Your answer must hold only the lines below from the line containing "Target: wooden log post" through the line containing "Can you find the vertical", each reproduced exactly.

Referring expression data
■ ■ ■ ■

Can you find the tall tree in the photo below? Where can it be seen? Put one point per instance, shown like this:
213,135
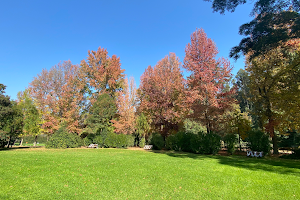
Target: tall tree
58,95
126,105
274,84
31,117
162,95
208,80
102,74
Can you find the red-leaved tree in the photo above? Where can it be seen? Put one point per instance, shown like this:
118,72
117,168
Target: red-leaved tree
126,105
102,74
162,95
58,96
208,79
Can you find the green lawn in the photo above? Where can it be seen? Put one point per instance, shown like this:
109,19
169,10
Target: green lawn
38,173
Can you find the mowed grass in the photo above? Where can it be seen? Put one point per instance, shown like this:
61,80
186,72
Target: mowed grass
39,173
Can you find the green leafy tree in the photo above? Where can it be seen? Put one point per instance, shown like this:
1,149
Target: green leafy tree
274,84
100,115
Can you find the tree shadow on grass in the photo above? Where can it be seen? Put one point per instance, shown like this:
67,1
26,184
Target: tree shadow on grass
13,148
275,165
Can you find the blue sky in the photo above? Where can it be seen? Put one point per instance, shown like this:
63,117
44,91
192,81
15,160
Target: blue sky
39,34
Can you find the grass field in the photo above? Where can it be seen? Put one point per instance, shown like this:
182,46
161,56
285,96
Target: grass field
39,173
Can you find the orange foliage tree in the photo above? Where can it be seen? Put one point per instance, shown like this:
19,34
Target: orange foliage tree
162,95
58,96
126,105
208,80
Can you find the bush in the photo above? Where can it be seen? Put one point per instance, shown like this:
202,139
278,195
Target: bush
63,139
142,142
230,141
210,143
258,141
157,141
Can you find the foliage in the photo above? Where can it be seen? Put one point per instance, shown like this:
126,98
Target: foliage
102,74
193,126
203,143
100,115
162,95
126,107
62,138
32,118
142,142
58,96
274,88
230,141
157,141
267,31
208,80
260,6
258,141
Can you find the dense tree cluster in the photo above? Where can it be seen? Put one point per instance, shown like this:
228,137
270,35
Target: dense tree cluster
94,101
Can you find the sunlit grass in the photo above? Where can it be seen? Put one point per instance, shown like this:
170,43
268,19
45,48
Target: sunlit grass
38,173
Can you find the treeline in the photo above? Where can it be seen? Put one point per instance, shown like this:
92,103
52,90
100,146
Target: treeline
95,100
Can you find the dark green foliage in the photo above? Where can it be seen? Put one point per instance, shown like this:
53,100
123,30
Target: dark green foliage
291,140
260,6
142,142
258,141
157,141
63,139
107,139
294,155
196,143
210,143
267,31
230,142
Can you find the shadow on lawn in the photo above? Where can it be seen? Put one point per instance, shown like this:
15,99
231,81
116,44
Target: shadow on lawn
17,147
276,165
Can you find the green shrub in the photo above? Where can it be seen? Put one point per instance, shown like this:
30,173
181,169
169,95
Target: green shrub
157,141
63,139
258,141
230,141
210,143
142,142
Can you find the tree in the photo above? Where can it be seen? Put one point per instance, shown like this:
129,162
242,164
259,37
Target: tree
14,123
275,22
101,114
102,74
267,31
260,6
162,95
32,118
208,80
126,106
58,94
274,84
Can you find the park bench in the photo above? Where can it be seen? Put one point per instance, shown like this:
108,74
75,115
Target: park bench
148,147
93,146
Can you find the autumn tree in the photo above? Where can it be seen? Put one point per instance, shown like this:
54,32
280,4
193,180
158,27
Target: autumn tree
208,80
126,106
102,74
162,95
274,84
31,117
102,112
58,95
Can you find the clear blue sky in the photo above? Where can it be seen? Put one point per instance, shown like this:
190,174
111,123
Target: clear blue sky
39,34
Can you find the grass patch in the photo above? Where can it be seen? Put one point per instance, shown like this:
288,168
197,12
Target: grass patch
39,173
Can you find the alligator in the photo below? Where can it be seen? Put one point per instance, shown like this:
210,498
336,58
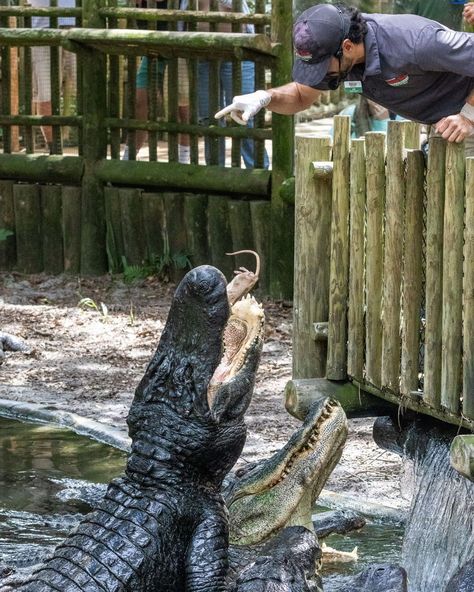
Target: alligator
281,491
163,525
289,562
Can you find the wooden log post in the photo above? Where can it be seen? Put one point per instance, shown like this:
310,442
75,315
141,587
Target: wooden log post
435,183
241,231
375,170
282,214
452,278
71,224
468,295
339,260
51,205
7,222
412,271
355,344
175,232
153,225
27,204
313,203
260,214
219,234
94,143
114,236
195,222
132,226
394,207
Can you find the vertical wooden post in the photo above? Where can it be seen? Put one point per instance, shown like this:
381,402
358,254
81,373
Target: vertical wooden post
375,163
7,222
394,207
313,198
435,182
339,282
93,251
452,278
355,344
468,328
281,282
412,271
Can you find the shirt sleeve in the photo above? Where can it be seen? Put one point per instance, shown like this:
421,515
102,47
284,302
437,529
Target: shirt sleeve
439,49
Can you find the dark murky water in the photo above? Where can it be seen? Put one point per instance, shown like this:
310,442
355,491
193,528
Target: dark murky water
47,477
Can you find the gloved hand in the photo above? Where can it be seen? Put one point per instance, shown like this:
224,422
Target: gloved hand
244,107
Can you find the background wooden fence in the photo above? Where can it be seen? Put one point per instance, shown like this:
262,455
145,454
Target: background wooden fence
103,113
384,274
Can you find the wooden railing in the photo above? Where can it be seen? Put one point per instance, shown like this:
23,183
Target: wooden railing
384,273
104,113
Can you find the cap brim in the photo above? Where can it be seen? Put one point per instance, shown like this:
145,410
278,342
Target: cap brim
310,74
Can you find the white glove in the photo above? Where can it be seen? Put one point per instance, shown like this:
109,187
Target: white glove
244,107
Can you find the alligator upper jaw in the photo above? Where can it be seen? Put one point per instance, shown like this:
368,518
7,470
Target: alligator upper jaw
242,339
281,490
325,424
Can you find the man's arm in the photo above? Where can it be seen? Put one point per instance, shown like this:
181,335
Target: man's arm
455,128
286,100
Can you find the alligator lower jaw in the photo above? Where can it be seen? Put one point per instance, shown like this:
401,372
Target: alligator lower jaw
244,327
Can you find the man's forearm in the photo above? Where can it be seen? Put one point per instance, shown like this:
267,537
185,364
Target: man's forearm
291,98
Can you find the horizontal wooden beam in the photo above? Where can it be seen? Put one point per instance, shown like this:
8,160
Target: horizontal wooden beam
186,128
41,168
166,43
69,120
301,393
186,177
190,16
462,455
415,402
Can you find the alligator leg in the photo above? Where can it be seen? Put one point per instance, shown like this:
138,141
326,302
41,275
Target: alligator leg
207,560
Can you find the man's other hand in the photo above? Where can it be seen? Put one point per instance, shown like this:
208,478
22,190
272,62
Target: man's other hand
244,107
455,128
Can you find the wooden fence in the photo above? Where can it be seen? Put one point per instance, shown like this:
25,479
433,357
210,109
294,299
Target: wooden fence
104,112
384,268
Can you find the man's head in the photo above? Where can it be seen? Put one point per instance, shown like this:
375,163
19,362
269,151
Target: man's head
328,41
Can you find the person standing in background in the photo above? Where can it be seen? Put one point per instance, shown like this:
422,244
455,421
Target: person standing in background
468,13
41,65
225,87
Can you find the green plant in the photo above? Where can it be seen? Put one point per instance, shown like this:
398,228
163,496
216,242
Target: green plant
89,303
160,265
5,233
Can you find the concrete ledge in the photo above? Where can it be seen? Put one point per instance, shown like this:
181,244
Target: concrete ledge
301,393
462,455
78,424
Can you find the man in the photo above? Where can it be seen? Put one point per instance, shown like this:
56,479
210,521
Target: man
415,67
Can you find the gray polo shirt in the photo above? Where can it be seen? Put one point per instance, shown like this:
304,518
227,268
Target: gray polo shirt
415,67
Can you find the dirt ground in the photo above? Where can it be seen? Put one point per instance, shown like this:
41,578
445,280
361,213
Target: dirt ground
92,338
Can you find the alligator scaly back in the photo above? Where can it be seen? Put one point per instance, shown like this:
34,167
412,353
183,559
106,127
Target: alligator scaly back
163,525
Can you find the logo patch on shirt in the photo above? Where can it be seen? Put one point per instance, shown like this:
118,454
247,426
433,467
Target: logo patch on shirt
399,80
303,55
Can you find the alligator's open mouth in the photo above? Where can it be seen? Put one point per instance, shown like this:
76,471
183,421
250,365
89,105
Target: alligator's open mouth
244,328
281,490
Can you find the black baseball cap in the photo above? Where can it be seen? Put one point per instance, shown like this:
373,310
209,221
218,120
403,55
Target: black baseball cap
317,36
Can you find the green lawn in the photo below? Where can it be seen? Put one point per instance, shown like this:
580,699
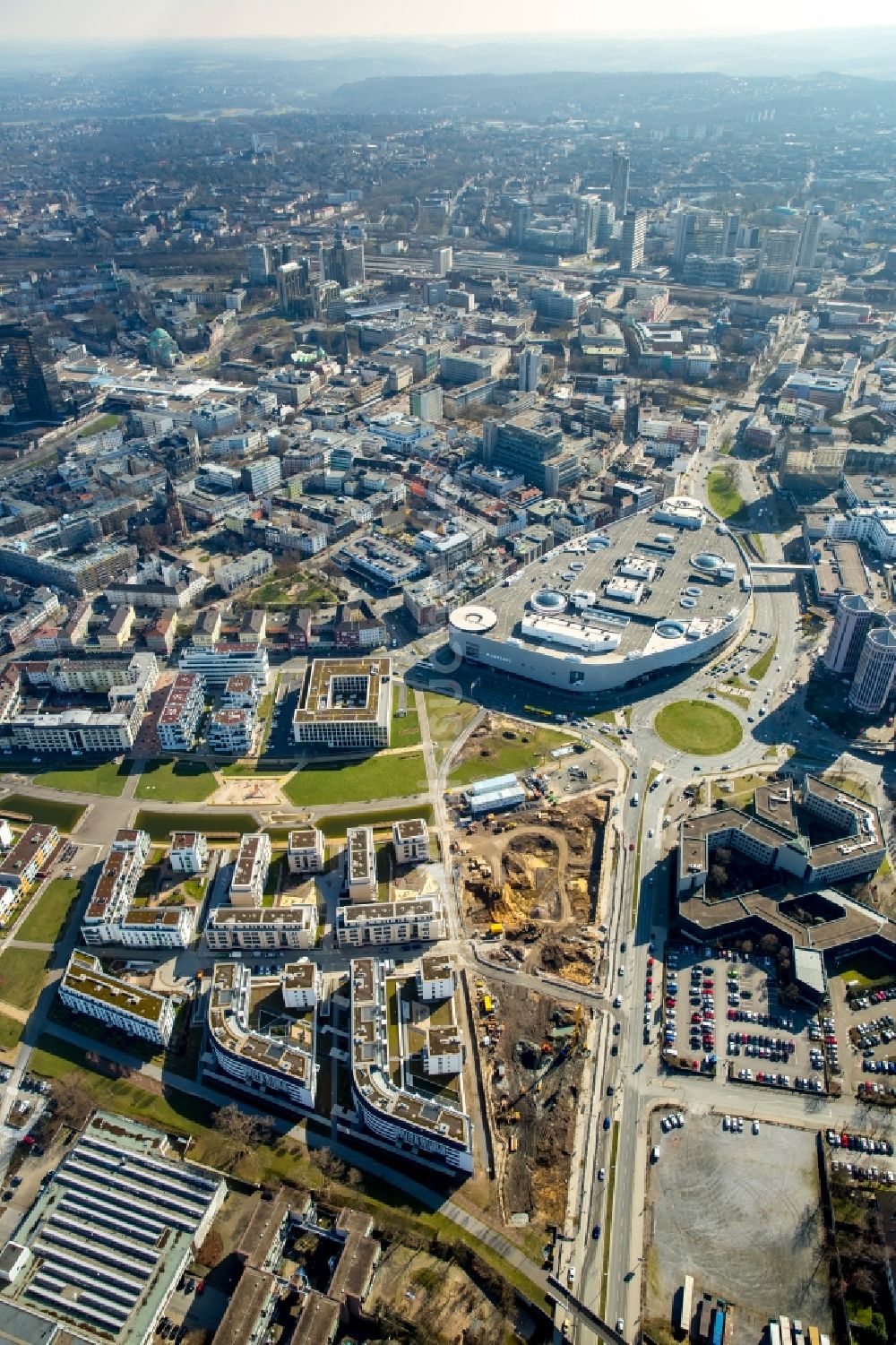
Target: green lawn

■ ■ ■ ■

▶ [Answer section]
Target: wooden log post
435,183
241,231
375,170
282,214
452,278
71,224
468,295
339,260
51,205
7,222
412,271
355,344
175,232
153,225
27,204
313,203
260,214
219,234
94,143
114,236
195,222
132,226
394,207
Can you find the vertical wooden post in the photo above? Where can it be seen? Put one point per instance, shown like this:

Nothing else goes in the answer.